WORK REQUIRED »
Please reproduce the material below word for word, leaving out the pictures.

ENTRIES SHOWN »

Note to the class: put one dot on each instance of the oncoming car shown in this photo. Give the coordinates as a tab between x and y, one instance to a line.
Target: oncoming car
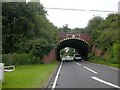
67	58
77	57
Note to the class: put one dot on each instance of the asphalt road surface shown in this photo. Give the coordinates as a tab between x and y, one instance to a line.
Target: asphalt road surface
83	74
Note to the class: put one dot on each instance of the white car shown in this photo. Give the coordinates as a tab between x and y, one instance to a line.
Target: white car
67	58
77	57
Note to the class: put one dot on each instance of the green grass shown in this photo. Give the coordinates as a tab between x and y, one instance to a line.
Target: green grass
29	76
99	60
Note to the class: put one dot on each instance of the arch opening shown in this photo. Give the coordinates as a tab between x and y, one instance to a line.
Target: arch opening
81	46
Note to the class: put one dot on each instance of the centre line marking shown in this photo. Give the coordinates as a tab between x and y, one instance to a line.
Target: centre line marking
105	82
56	78
90	70
78	64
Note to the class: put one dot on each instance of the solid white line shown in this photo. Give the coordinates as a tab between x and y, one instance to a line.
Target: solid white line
56	78
78	64
105	82
90	70
103	65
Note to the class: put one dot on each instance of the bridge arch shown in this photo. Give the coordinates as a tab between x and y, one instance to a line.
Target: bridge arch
82	46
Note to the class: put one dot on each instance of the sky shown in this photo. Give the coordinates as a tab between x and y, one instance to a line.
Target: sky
77	18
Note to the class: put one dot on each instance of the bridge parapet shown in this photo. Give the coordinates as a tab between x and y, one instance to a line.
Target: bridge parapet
84	36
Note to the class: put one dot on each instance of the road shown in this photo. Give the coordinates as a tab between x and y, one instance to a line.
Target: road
85	75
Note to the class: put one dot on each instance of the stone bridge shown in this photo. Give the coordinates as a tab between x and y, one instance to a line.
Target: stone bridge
81	42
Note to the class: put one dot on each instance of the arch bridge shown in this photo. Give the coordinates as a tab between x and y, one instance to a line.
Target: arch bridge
81	42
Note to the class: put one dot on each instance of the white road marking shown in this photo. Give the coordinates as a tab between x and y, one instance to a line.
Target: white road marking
78	64
90	70
105	82
103	65
56	78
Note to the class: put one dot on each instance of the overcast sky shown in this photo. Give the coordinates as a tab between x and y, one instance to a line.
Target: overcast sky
77	18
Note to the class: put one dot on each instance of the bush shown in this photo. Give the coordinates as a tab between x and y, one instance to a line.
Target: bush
17	59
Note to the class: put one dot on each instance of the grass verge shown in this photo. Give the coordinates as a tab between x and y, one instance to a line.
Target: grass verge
29	76
100	60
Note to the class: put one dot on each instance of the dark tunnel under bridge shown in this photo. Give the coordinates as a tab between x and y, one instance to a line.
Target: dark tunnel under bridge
80	45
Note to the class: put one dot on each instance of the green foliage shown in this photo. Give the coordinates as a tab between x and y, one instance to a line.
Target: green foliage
33	76
17	59
25	29
104	33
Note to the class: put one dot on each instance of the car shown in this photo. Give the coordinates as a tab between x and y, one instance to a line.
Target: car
67	58
77	57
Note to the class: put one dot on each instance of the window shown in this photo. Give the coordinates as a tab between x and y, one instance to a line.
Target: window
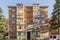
19	27
20	13
12	28
13	10
13	22
19	33
43	15
37	33
37	20
36	6
36	13
20	19
43	21
13	16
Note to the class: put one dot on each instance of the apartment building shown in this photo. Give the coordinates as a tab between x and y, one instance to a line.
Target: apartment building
28	22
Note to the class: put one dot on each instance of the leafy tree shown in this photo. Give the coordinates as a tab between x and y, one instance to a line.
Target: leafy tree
3	25
55	22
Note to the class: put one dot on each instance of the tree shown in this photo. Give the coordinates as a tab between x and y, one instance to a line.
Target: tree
55	22
3	29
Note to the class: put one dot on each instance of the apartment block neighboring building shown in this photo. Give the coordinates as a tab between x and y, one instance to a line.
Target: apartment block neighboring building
28	22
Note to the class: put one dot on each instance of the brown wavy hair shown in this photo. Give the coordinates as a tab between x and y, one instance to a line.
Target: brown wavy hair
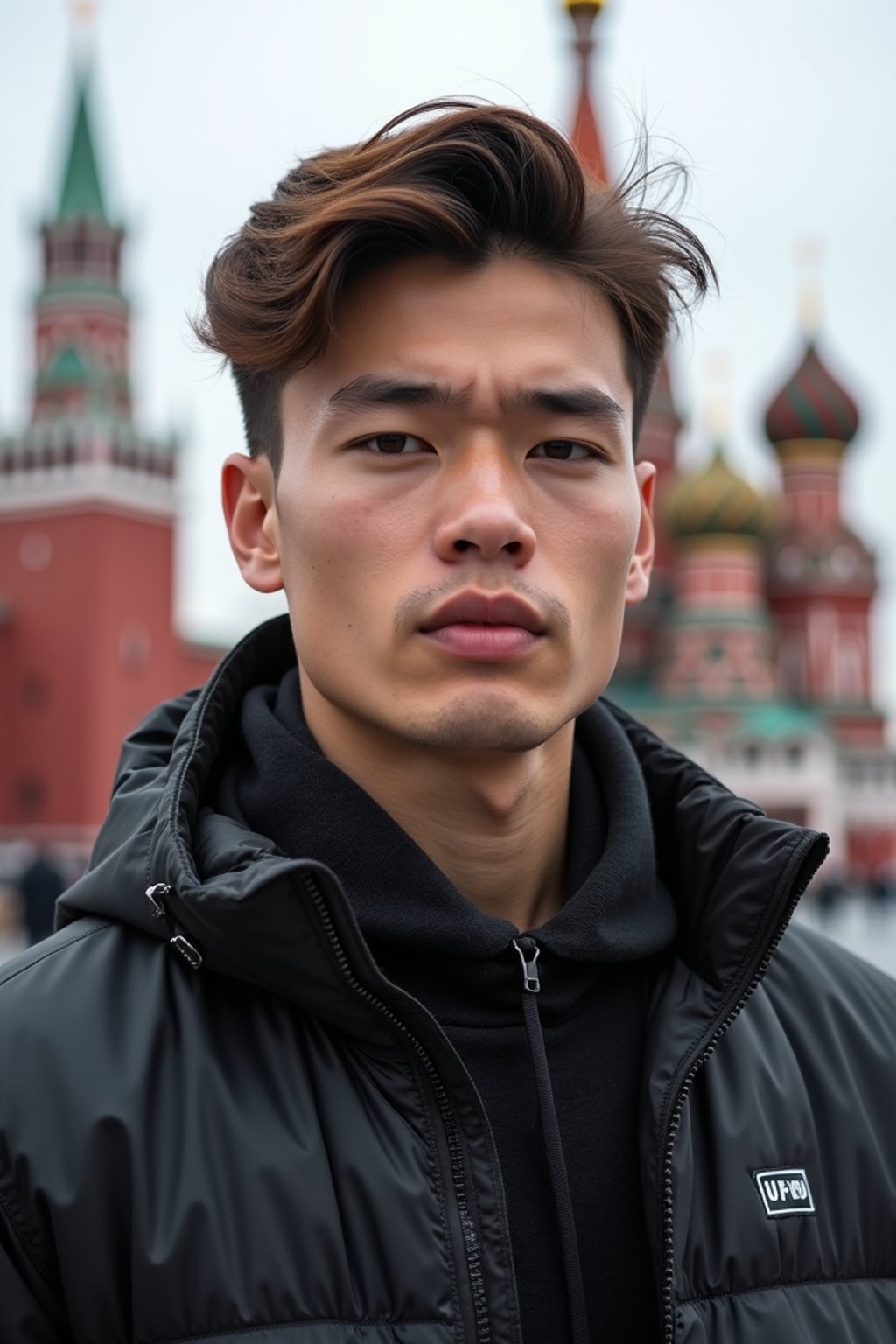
453	179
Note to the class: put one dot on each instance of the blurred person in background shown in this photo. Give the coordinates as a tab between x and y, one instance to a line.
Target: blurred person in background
40	885
416	992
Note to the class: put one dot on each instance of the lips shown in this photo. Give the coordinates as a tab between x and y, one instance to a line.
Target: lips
502	609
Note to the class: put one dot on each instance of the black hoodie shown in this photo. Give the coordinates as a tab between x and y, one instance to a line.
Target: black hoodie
595	968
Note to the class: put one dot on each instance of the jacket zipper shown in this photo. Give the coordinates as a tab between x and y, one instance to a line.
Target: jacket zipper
454	1145
675	1118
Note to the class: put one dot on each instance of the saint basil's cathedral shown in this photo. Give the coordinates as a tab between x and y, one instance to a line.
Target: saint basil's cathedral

WORKED ANSWER »
Note to the class: put one dot on each instance of the oncoming car shown in this photo. Give the coordinates as a tab between x and y, one instance to a line.
Target: oncoming car
67	58
77	57
Note to the class: put one dot on each instance of the asphalt road surface shown in this photo. Give the coordinates as a tab between x and y, one instance to a line.
Target: asphalt road surface
83	74
Note to the class: put one dot on each instance of the white car shown in this photo. Give the coordinates as a tab between x and y, one instance to a line.
Target: white car
67	58
77	57
Note to the class: put one dot on each instance of the green grass shown in this photo. Give the coordinates as a tab between x and y, one instance to a line.
Target: green grass
29	76
99	60
Note to the class: put one dot on each instance of the arch opening shown in this photo. Give the coordinates as a tab between x and y, one instance to a line.
Target: arch opening
81	46
Note to the class: put one dot on each instance of the centre line marking shown in this photo. Give the coordinates as a tab between x and y, one instance to a line.
Target: centre line marking
105	82
56	78
90	70
78	64
Note to the class: put one dot on each instance of the solid white line shown in this photo. Give the coordinates as a tab between x and y, one instance to a line.
Target: solid white line
56	78
78	64
105	82
90	70
103	65
Note to the class: put one dot on each instance of the bridge arch shown in this photo. Give the coordinates as a tab between x and y, one instance to a line.
Target: bridge arch
82	46
Note to the class: put one dot on each instance of the sky shown in this photo. Give the coordinates as a tab between x and y, one instance to a line.
Target: sky
77	18
Note to the class: put one dot on each instance of the bridge parapet shown in this photo. Give the coordinates as a tab between x and y, one instance to a line.
Target: bridge parapet
84	36
Note to the class: put one dot on each instance of the road shown in this photo. Give the coordinates as a tab between x and y, one instance to a line.
Target: road
85	75
Note to the class: put one dot on each instance of the stone bridge shown in this photo. Give the coordinates as a tab between x and y, one instance to a line.
Target: stone bridge
81	42
Note to the class: put one dot on each instance of the arch bridge shown in this photo. Give the coordinates as a tab between x and y, one instance to a line.
Target: arch bridge
81	42
Note to the class: put one dot on each instance of the white road marking shown in this photo. Give the coordinates as a tab between x and y, one instance to a line.
Target: white road marking
78	64
90	70
105	82
103	65
56	78
Note to the class: put one dot on each instance of the overcast sky shown in this photo. Give the coordinates as a tab between x and y, one instance to a line.
Target: overcast sky
77	18
Note to the class: put one dot on each instance of the bush shown in this photo. Give the coordinates as a tab between x and y, one instance to a line.
Target: bush
17	59
Note to the class: put one dot on each instance of the grass verge shown in this photo. Give the coordinates as a tab between x and y, one instance to a line.
Target: grass verge
29	76
100	60
Note to the class: put one dot on each instance of the dark tunnel under bridge shown in this photo. Give the coordinates as a tab between x and y, one instance to a line.
Target: dark tunnel under bridge
80	45
Note to the class: put one dot on each instance of the green foliage shown in this photo. Give the coordinates as a tab between x and y, one instance to a line.
Target: green foliage
33	76
17	59
25	29
104	33
Note to the class: put one dot on each instance of the car shown in this photo. Give the coordinates as a tab between x and y, one instance to a line.
Target: car
67	58
77	57
Note to the class: put one dot on each instance of the window shown in this photo. Give the coordinates as a tab between x and y, one instance to a line.
Target: window
19	27
20	13
12	28
13	10
13	22
19	33
43	15
37	33
37	20
36	6
36	13
20	19
43	21
13	16
Note to the class: put one dot on each instance of the apartment building shown in this photo. Give the coordinates as a tab between x and y, one instance to a line.
Target: apartment building
28	22
Note to the class: put one dot on each instance of the leafy tree shown in this photo. Give the coordinates as a tab between x and y, one instance to a line.
Target: leafy tree
3	25
55	22
Note to the class: put one dot on each instance of the tree shown in this photo. Give the coordinates as a tab between x and y, one instance to a line.
Target: tree
55	22
3	29
Note to the class: put one dot on each instance of the apartment block neighboring building shown in this photo. Give the coordinates as a tab between x and y, one instance to a line.
Target: apartment block neighboring building
28	22
Note to the class: put one dot on each instance of the brown wavy hair shown in this photo. Give the coordinates as a tab between x and y, one instance to a line.
Target: brown wavy hair
453	179
Note to the class: put one dot on each instance of the blurred person in background shown in this photo. Give the coordinates as a tab between x and y, one instance to a line.
Target: blurred person in background
40	885
416	992
Note to the class: put one dot on each instance of the lips shown in this photo. Give the coordinates as a tab between x and y, one instance to a line.
Target: lips
502	609
Note to the class: put one dot on each instance of the black hoodie shown in this photo. Give the coordinates as a tab between x and y, one instance to a line.
Target: black hoodie
595	968
Note to the class: put one dot on each instance of the jacket zipper shown in this photo. Give the coordinates as a tab between x and y, one instance to a line.
Target: jacket zipper
454	1145
675	1118
Note to the class: put one dot on each instance of the saint basil's cathedral shown in this photo. Give the coordinates as a tab between x and y, one instance to a line.
Target: saint basil's cathedral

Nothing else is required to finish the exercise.